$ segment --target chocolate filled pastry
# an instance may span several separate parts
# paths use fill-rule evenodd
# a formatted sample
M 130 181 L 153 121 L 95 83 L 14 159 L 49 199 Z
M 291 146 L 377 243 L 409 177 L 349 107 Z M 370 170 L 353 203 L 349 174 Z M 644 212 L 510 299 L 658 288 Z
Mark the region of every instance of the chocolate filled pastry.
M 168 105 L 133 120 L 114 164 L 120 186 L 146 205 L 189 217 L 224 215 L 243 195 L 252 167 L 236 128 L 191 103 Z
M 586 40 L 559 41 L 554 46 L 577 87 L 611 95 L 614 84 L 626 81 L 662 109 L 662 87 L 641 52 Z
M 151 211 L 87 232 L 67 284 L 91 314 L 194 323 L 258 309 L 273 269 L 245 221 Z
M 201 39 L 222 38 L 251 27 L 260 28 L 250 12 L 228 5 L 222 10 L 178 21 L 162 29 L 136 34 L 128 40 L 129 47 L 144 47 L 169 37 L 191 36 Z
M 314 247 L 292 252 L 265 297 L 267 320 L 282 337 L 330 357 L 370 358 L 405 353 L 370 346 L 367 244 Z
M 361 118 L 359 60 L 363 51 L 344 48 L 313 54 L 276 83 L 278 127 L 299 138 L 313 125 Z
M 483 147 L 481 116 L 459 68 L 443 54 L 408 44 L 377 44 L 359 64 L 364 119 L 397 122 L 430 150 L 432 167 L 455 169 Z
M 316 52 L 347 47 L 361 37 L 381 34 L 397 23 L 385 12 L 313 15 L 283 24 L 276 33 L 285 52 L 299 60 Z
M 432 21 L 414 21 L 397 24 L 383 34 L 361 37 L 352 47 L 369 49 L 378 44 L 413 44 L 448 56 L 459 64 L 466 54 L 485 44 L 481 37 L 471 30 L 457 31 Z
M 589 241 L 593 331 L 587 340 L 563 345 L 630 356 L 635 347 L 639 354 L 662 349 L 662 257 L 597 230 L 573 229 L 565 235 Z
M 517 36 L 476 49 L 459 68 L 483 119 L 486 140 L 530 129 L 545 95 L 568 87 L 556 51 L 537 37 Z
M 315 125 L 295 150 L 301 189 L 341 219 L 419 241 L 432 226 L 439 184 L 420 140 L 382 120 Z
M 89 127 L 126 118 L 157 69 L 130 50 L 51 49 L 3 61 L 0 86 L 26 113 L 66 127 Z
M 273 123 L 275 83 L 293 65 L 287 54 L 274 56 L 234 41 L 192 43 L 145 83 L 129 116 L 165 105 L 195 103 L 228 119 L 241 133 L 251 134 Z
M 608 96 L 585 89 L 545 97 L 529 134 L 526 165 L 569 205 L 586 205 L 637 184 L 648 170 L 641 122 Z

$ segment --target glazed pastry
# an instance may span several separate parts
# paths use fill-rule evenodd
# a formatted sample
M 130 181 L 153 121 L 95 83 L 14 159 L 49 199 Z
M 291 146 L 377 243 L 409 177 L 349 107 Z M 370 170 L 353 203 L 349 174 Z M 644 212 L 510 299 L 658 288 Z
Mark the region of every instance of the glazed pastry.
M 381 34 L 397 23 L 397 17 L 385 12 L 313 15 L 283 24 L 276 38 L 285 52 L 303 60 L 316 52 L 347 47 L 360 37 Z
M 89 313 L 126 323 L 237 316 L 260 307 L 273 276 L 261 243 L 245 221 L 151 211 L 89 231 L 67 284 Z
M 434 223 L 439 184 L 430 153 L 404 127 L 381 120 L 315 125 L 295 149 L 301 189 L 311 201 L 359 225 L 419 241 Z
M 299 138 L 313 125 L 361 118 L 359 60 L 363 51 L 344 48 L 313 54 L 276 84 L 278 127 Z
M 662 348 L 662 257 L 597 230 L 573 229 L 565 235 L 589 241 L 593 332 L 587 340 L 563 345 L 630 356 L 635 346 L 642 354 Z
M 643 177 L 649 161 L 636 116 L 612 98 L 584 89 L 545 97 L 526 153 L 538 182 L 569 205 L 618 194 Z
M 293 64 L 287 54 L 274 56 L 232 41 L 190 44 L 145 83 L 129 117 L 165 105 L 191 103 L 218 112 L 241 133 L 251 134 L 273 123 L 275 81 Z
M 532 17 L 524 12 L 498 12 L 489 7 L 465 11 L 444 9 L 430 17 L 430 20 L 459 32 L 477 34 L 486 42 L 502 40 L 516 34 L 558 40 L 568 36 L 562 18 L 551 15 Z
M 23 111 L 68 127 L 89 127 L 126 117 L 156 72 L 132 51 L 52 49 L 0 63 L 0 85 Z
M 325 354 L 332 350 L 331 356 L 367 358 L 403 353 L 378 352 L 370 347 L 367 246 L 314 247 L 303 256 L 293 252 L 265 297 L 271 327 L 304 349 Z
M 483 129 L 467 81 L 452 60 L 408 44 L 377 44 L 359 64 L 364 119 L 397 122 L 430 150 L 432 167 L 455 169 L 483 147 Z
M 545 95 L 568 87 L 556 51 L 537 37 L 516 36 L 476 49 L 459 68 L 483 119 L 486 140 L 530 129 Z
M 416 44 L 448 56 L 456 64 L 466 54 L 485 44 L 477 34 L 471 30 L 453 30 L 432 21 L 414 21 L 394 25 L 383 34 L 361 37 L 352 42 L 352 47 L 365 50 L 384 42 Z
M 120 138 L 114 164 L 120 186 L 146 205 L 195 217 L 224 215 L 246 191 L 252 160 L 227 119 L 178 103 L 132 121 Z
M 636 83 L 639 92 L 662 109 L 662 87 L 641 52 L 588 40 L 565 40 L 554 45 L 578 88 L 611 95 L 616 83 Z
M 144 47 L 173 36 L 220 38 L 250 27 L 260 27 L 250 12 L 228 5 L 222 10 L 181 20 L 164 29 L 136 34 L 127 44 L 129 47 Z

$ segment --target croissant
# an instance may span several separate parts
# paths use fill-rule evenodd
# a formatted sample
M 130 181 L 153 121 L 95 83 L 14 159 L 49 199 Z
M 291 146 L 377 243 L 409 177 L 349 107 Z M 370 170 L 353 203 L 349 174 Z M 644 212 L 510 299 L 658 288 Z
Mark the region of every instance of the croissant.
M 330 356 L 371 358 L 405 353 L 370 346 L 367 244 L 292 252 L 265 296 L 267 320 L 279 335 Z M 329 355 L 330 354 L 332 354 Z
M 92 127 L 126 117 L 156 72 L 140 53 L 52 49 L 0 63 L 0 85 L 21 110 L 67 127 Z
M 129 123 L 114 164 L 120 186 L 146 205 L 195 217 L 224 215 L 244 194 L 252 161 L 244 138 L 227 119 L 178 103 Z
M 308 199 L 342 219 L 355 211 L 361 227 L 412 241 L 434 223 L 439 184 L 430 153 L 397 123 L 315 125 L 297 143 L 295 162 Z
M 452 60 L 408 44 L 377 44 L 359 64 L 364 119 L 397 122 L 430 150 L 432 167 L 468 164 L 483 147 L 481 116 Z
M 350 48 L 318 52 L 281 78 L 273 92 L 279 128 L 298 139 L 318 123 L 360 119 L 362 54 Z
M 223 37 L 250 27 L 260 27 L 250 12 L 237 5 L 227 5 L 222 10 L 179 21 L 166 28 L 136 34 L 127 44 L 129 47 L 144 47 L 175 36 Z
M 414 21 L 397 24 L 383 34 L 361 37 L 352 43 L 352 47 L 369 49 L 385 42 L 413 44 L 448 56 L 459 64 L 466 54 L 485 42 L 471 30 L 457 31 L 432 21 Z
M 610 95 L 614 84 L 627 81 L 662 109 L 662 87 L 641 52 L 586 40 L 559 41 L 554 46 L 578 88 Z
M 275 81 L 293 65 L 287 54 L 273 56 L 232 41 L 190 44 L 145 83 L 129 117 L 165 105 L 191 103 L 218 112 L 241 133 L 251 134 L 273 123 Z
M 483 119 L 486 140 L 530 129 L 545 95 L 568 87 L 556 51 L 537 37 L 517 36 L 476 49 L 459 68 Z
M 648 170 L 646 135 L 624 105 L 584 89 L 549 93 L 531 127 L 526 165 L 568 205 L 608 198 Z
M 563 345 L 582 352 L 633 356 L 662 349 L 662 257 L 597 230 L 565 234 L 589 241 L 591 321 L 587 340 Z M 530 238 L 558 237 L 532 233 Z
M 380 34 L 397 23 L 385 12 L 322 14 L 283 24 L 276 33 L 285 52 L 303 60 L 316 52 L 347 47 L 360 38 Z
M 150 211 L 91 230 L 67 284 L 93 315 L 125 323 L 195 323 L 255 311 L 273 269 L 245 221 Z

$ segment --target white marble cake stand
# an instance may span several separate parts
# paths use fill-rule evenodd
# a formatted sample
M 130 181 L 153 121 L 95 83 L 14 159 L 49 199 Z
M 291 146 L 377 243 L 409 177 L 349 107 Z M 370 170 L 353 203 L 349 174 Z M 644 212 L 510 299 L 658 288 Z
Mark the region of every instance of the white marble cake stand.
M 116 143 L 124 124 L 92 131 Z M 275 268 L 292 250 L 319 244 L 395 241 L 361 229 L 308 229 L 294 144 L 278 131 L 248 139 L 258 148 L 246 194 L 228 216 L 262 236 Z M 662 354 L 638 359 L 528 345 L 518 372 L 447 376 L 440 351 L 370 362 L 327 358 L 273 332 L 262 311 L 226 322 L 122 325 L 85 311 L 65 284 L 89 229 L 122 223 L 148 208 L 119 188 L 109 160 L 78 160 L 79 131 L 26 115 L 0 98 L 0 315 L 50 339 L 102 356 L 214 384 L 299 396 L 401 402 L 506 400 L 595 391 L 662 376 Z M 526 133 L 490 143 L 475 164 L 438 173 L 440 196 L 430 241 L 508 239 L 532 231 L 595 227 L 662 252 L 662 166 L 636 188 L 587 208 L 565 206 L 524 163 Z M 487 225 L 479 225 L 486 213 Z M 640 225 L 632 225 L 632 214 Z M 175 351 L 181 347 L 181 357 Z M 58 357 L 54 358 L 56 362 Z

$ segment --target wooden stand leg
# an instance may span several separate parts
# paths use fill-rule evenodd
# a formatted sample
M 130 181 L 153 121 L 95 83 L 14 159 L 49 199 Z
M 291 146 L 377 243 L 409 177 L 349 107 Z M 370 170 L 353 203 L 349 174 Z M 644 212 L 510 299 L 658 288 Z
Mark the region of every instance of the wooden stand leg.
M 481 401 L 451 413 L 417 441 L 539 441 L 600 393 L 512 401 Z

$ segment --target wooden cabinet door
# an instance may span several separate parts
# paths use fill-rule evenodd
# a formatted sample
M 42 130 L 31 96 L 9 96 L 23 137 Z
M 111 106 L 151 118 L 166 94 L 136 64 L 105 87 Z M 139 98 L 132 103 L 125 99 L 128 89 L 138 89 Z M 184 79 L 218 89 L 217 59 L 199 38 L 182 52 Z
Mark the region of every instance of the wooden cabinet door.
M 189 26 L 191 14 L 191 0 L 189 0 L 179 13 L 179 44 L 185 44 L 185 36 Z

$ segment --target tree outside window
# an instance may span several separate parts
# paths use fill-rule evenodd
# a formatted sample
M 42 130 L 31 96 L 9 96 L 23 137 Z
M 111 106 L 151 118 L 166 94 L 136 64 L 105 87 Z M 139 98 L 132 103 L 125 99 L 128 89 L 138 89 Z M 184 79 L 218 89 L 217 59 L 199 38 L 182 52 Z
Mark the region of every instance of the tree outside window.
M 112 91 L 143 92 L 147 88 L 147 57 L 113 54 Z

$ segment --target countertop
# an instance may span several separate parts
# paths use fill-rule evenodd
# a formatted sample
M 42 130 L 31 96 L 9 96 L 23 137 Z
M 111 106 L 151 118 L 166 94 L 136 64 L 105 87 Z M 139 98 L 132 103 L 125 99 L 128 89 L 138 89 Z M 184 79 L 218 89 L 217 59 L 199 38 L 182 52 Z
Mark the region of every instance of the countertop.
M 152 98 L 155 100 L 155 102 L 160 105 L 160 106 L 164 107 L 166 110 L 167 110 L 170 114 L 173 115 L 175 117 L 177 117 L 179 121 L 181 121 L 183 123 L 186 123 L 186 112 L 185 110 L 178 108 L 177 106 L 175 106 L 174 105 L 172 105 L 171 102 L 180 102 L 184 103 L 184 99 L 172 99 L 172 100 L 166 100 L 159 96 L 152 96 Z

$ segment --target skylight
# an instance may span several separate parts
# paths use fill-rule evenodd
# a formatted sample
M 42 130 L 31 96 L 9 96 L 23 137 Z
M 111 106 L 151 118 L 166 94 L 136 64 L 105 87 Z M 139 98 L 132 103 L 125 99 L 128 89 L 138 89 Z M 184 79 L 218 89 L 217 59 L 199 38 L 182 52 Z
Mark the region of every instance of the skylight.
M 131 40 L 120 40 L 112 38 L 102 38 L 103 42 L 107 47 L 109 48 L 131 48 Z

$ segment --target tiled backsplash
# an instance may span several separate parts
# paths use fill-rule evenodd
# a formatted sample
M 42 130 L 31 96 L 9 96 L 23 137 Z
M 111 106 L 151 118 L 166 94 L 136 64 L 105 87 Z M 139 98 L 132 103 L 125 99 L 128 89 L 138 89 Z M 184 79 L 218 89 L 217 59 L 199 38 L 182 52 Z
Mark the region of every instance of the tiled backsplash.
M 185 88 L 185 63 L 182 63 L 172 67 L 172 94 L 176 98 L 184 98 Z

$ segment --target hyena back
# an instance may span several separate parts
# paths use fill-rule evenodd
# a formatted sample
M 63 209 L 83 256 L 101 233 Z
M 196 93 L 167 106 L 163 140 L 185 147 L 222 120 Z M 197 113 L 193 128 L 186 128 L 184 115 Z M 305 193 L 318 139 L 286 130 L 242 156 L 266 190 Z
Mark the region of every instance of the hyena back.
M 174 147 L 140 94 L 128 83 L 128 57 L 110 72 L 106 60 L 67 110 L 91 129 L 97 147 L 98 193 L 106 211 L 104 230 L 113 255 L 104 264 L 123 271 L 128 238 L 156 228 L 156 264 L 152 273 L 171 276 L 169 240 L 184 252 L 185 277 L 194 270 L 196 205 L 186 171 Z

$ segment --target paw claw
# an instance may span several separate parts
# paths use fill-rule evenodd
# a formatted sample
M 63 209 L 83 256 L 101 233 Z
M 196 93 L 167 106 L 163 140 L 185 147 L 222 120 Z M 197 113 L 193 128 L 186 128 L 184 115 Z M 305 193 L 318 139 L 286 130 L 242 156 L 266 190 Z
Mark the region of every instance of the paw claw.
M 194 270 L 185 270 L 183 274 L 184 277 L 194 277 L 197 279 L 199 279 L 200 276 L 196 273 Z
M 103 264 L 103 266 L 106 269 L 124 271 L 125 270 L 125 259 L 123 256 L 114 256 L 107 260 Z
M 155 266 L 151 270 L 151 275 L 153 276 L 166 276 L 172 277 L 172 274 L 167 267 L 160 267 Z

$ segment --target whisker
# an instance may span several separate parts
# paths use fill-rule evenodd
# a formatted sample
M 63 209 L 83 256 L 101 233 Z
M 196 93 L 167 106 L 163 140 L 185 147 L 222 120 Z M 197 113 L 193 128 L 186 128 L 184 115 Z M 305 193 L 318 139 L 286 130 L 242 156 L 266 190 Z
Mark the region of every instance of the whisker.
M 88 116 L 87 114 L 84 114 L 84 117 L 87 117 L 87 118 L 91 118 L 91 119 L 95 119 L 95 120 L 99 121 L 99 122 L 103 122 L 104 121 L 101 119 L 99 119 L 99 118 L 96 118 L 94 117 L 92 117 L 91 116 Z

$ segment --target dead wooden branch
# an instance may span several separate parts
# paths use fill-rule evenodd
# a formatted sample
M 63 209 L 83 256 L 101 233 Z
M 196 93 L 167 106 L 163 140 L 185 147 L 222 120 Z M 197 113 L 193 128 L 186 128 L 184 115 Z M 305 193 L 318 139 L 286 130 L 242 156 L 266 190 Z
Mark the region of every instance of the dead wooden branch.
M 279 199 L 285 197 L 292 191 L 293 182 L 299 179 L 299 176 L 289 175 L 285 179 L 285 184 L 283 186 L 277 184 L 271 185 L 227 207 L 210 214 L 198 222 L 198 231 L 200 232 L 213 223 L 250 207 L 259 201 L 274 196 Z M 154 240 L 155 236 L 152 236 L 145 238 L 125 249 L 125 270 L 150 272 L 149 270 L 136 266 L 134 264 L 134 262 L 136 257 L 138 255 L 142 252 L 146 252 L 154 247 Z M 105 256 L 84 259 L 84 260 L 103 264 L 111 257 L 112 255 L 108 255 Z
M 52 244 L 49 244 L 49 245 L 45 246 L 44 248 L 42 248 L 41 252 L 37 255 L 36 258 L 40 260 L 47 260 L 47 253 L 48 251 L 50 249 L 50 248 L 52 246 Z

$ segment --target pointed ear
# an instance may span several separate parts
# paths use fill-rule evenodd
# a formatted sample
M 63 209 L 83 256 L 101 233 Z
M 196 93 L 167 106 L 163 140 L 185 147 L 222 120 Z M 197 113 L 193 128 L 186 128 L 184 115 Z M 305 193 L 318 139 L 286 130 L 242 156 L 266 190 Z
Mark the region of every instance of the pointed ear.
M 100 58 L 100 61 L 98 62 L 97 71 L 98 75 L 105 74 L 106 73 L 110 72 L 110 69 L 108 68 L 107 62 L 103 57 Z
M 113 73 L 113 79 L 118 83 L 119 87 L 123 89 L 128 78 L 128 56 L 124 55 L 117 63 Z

# # # #

* **WRITTEN PROBLEM**: Render the lines as a Markdown table with the columns Row and Line, starting at the first line of the items and ending at the line containing "M 168 105 L". Number each line in Row, put its text in Line, and leave out any blank lines.

* **OUTPUT**:
| Row | Line |
|---|---|
| 1 | $ segment --target chocolate filled pastry |
| 2 | # an instance may span several separate parts |
| 3 | # paths use fill-rule evenodd |
| 4 | # a formatted sample |
| 5 | M 130 181 L 153 121 L 95 83 L 14 159 L 49 199 Z |
| 6 | M 291 146 L 377 243 L 409 177 L 349 107 Z M 370 170 L 353 203 L 349 174 Z M 644 212 L 510 299 L 658 288 Z |
| 7 | Mark the region of every instance of the chocolate filled pastry. |
| 8 | M 168 105 L 133 120 L 114 164 L 120 186 L 146 205 L 189 217 L 224 215 L 243 195 L 252 167 L 236 128 L 191 103 Z |